Material for this task section start

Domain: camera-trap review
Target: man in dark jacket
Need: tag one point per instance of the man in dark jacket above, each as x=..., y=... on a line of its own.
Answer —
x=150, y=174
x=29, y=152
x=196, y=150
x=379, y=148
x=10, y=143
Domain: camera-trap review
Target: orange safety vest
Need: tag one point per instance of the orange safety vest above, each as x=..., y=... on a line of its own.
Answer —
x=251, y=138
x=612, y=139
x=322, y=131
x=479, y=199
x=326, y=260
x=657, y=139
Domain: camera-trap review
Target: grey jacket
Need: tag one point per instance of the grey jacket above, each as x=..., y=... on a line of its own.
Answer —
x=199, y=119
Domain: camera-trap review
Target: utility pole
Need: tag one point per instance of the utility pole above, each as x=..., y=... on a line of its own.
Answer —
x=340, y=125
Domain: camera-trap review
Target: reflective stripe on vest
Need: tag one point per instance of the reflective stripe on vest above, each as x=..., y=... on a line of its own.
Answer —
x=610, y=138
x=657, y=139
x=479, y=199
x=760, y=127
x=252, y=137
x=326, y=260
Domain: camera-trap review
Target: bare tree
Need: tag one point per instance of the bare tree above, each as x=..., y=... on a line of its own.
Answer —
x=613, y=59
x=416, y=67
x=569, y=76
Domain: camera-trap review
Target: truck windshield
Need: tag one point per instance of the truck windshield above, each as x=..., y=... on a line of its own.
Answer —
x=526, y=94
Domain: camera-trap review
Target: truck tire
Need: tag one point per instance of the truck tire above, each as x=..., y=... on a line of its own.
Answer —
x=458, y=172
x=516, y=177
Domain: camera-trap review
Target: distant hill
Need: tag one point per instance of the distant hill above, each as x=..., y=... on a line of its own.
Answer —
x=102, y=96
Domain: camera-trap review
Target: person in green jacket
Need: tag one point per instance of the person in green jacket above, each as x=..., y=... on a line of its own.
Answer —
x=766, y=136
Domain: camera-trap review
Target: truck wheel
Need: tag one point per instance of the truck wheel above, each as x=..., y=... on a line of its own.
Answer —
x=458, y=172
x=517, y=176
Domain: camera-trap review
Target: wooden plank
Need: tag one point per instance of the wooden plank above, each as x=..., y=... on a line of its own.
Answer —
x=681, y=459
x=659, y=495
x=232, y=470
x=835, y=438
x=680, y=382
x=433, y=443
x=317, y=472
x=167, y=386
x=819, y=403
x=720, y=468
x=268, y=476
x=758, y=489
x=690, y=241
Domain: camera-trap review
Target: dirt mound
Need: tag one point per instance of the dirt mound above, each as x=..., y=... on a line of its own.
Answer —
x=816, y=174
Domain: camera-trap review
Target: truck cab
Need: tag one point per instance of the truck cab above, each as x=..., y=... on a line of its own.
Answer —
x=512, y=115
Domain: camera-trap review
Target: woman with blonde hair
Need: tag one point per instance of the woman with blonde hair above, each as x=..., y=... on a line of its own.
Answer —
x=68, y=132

Material for this task section end

• _What this task involves_
Within the listing above, give again exactly every line from the line with "Need: tag one point per instance of the dirt" through the line with "Need: tag one point per instance of the truck cab", both included, and no other line.

• _Output of the task_
Need: tag one point per instance of the dirt mound above, each as x=..., y=... on a line of its own.
Answer —
x=816, y=174
Domain: camera-trap review
Target: truck cab
Need: tag one point per instance of the truck cab above, each as x=..., y=... on a line of its own.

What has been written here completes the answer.